*TASK INSTRUCTIONS*
Each record below is to be reproduced without any change.

-- RECORDS FOR THIS TASK start --

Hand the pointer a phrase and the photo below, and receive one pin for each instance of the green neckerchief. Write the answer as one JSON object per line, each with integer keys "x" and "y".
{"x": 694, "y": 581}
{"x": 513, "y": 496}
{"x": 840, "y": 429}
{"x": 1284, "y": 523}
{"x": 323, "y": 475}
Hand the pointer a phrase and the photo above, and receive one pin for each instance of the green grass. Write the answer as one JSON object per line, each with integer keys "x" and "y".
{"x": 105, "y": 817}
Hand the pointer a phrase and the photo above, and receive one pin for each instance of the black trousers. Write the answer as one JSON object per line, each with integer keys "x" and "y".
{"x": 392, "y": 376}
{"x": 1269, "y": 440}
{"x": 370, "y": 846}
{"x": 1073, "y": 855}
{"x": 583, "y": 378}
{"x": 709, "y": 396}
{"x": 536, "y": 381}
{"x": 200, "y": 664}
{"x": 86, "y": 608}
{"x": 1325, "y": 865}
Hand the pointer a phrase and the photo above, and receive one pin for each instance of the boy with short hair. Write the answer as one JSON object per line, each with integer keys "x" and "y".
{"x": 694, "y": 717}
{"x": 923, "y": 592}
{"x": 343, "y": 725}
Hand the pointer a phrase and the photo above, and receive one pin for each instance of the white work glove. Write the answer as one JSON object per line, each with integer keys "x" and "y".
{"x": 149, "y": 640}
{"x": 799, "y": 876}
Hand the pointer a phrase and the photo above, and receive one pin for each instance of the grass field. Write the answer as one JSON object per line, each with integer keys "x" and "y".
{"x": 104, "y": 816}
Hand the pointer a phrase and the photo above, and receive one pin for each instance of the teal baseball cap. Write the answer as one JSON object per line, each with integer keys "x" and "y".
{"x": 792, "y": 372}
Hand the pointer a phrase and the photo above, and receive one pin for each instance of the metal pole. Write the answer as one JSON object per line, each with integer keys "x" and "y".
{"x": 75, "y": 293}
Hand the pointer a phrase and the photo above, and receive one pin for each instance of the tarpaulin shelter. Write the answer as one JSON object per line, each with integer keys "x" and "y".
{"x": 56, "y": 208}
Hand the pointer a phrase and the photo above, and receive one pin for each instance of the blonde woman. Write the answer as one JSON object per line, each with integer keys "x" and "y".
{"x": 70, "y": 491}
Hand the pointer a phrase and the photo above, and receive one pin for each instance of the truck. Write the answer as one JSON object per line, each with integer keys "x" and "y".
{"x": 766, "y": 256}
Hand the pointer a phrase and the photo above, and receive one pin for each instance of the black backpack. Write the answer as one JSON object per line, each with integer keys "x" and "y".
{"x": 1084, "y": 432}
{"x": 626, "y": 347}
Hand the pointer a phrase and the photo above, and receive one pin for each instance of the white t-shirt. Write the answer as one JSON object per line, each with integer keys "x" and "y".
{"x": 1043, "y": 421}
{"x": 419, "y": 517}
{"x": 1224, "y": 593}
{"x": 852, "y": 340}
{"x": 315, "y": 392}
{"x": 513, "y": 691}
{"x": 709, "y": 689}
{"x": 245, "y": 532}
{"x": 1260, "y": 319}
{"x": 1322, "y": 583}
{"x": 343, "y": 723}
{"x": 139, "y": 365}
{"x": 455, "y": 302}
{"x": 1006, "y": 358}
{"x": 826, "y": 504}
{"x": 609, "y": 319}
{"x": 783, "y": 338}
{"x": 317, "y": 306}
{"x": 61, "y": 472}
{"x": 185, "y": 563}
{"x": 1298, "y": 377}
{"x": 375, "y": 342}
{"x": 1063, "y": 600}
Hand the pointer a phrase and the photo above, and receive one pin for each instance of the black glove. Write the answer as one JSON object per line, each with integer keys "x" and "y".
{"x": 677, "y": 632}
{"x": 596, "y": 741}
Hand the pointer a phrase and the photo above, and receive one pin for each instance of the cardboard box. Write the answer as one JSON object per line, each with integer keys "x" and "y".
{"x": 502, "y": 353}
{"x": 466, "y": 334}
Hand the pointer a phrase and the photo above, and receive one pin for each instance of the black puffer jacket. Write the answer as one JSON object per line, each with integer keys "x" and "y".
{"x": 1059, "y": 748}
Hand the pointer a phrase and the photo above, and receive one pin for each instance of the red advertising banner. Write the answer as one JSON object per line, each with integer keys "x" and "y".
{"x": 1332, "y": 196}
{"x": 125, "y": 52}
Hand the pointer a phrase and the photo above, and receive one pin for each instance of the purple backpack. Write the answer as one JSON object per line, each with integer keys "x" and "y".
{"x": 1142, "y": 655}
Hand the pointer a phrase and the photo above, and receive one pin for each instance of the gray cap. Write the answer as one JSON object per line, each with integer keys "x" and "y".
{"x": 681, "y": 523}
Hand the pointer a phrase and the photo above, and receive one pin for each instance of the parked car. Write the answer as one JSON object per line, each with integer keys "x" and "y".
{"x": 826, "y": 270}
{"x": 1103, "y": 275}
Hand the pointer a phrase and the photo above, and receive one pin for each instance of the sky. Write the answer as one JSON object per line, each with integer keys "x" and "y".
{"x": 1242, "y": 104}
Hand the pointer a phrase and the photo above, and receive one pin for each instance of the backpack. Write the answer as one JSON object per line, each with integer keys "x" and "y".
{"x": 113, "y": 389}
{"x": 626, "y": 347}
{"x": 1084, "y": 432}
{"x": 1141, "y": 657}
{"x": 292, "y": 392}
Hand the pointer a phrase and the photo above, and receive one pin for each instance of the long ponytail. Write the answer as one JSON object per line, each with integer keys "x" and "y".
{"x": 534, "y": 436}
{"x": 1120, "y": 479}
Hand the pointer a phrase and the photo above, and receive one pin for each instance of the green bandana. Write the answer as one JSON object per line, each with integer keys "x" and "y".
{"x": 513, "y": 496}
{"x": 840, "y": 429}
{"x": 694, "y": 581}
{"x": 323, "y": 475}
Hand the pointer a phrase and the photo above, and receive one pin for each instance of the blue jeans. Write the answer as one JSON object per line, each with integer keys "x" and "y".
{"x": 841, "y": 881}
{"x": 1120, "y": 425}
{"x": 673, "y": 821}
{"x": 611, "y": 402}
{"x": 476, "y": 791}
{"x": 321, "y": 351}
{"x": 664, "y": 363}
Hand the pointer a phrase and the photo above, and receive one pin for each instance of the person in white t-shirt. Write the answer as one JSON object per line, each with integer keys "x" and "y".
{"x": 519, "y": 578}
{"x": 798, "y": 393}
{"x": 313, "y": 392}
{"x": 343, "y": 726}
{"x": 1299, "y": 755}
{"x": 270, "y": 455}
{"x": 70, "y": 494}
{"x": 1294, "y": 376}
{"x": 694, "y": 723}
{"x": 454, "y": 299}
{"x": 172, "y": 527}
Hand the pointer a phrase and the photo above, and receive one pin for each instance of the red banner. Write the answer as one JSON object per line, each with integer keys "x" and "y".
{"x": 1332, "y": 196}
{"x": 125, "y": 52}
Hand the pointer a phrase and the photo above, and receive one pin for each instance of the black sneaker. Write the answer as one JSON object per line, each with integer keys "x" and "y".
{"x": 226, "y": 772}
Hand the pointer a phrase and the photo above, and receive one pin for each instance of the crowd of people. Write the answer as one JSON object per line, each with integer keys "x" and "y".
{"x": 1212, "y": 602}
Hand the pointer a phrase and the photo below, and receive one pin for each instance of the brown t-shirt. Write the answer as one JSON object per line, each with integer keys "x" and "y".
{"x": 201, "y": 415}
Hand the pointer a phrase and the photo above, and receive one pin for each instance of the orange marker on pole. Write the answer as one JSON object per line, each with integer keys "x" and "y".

-- RECORDS FOR THIS TASK end --

*EXERCISE OUTPUT*
Hand the pointer a phrase and the photo below, and receive one pin for each instance of the green neckerchief. Write the answer as one JSON object per line, each with integer keys "x" and "y".
{"x": 694, "y": 581}
{"x": 513, "y": 496}
{"x": 840, "y": 429}
{"x": 1284, "y": 523}
{"x": 323, "y": 475}
Hand the pointer a phrase and the photo above, and receive one pin for each instance of the green grass. Write the answer as one JSON object per line, each with integer keys "x" and "y".
{"x": 105, "y": 817}
Hand the pointer a phrase and the photo above, and receive one pin for each instance of the black trousers. Write the answer as one JSON object per line, each with integer keys "x" and "y".
{"x": 392, "y": 376}
{"x": 1269, "y": 440}
{"x": 370, "y": 846}
{"x": 1073, "y": 855}
{"x": 583, "y": 378}
{"x": 709, "y": 396}
{"x": 536, "y": 381}
{"x": 200, "y": 664}
{"x": 86, "y": 608}
{"x": 1325, "y": 865}
Hand the pointer a phrase and the photo above, and receive one pin for each instance of the boy with short hair. Write the answer as one JSON object per line, each with integer keys "x" and "y".
{"x": 694, "y": 717}
{"x": 923, "y": 592}
{"x": 343, "y": 725}
Hand the pointer a phrase and the photo above, and receive one pin for each instance of the white work glove. Write the answer as one JSON object per line, each with integer keys "x" and "y".
{"x": 149, "y": 640}
{"x": 799, "y": 876}
Hand the pointer a phrase and the photo above, and receive one pin for each instance of the grass field. Write the answer as one JSON object per line, each with integer keys "x" and "y".
{"x": 104, "y": 816}
Hand the pointer a phrase and the photo above, and receive one pin for each instance of the teal baseball cap. Write the answer as one JSON object per line, each with integer keys "x" and "y".
{"x": 792, "y": 372}
Hand the pointer a phrase and the photo above, and receive one pin for each instance of the metal pole. Write the answer as one JSON object per line, each with integer keys "x" and "y".
{"x": 75, "y": 293}
Hand the pointer a phrase and the photo above, and receive one pin for each instance of the tarpaulin shelter. Write the answer as one JSON object per line, each with integer keys "x" and "y".
{"x": 56, "y": 208}
Hand the pointer a phrase and the photo above, and receive one pin for each instance of the blonde woman. Write the answer as one JSON object per line, each with integer keys "x" and "y".
{"x": 70, "y": 491}
Hand the pointer a phrase and the photo above, and receive one pin for each instance of the truck. Write the answer as one JSON object per line, each with integer keys "x" and "y".
{"x": 766, "y": 256}
Hand the pointer a phrase and the photo above, and receive one pin for each instance of the black backpack. Write the answer as one JSON object per line, each with integer keys "x" and "y".
{"x": 1084, "y": 432}
{"x": 626, "y": 347}
Hand the pointer a phrase and the photo above, and receive one pin for each instance of the white t-shirt. Write the answer as one JSON object per line, each with integer keys "x" and "y".
{"x": 1043, "y": 421}
{"x": 419, "y": 517}
{"x": 1224, "y": 593}
{"x": 852, "y": 340}
{"x": 315, "y": 392}
{"x": 513, "y": 691}
{"x": 709, "y": 689}
{"x": 245, "y": 532}
{"x": 1260, "y": 319}
{"x": 1322, "y": 583}
{"x": 343, "y": 723}
{"x": 139, "y": 365}
{"x": 455, "y": 302}
{"x": 1006, "y": 358}
{"x": 826, "y": 504}
{"x": 609, "y": 319}
{"x": 783, "y": 338}
{"x": 317, "y": 306}
{"x": 61, "y": 472}
{"x": 185, "y": 563}
{"x": 1298, "y": 377}
{"x": 375, "y": 342}
{"x": 1063, "y": 600}
Hand the pointer a phrase and the photo above, and receive one pin for each instance of the black glove. Write the answer as one JSON object per line, each with integer keys "x" and "y".
{"x": 677, "y": 632}
{"x": 596, "y": 741}
Hand the pointer a phrase and the photo above, and receive one pin for each instance of the cardboard box. Write the answer as one JSON object per line, each with integer keys "x" and "y".
{"x": 502, "y": 353}
{"x": 466, "y": 334}
Hand the pointer a phrase and the photo above, and receive one pin for each instance of the black puffer jacket. Write the answer as one JSON object per line, each with integer keys "x" and "y".
{"x": 1059, "y": 748}
Hand the pointer a phrase and the photo above, and receive one pin for each instance of the red advertising banner. Write the answer as one JSON object per line, each with integer keys "x" and "y".
{"x": 1332, "y": 196}
{"x": 125, "y": 52}
Hand the pointer a phrase and the photo above, and receive one pin for each instance of the purple backpack. Write the answer as one JSON object per line, each with integer keys "x" and "y".
{"x": 1142, "y": 655}
Hand the pointer a phrase and the photo above, and receive one pin for each instance of the gray cap. Write the answer as one JSON object per line, each with integer keys "x" and "y".
{"x": 681, "y": 523}
Hand the pointer a phrase and the photo above, and receive one pin for each instance of the parked car. Write the answer as one JSON object per line, each with integer keys "x" and "y".
{"x": 826, "y": 270}
{"x": 1103, "y": 275}
Hand the pointer a phrase and the photo above, and receive one pin for each instance of the sky. Write the answer as one JSON object per line, each with integer keys "x" and "y".
{"x": 1242, "y": 104}
Hand the pointer a phrase and the photo above, and receive one pin for each instance of the backpack. Write the answer as one JSON object per line, each with integer keys "x" and "y".
{"x": 113, "y": 389}
{"x": 626, "y": 347}
{"x": 1084, "y": 432}
{"x": 1141, "y": 657}
{"x": 292, "y": 392}
Hand the pointer a phrase and the photo above, and receive one pin for each instance of the long ponytail. Write the answer as one JSON object per line, each with integer keys "x" and "y".
{"x": 534, "y": 436}
{"x": 1120, "y": 479}
Hand the pointer a phrase and the photo above, and receive one pin for each instance of the green bandana. Write the answer as one JSON object per line, each with integer keys "x" and "y".
{"x": 513, "y": 496}
{"x": 840, "y": 429}
{"x": 694, "y": 581}
{"x": 323, "y": 475}
Hand the pointer a phrase and the photo above, and receive one pin for each instance of the blue jeans. Write the answer as one JSON object per line, each with integer keys "x" and "y".
{"x": 841, "y": 881}
{"x": 1120, "y": 425}
{"x": 673, "y": 821}
{"x": 611, "y": 402}
{"x": 476, "y": 791}
{"x": 321, "y": 351}
{"x": 664, "y": 363}
Hand the pointer a phrase and the photo above, and receive one pin for each instance of the person in white t-shirt. Write the answer as one JSON object per line, each with integer keys "x" and "y".
{"x": 519, "y": 578}
{"x": 798, "y": 393}
{"x": 313, "y": 392}
{"x": 343, "y": 726}
{"x": 1299, "y": 755}
{"x": 270, "y": 455}
{"x": 70, "y": 494}
{"x": 1294, "y": 376}
{"x": 694, "y": 723}
{"x": 454, "y": 299}
{"x": 172, "y": 527}
Hand the pointer a phrase and the photo above, and receive one pin for each instance of the red banner. Write the answer as one JSON object per line, each with integer keys "x" and "y".
{"x": 1332, "y": 196}
{"x": 125, "y": 52}
Hand the pointer a phrase and the photo above, and receive one pin for each instance of the black sneaker. Write the answer as one JSON object per line, each with integer keys "x" and "y".
{"x": 226, "y": 772}
Hand the pointer a phrase and the photo above, and receive one pin for each instance of the crowd of people. Write the answer as one JSON object per line, each with integer keys "x" and "y".
{"x": 1212, "y": 602}
Hand the pointer a phrase and the photo below, and receive one pin for each instance of the brown t-shirt. Write the answer as one JSON object per line, each with integer keys "x" and "y".
{"x": 201, "y": 415}
Hand the pointer a phrase and the photo above, and receive one pin for each instance of the orange marker on pole. Write the answer as one JSON object per line, each with integer keys "x" and "y".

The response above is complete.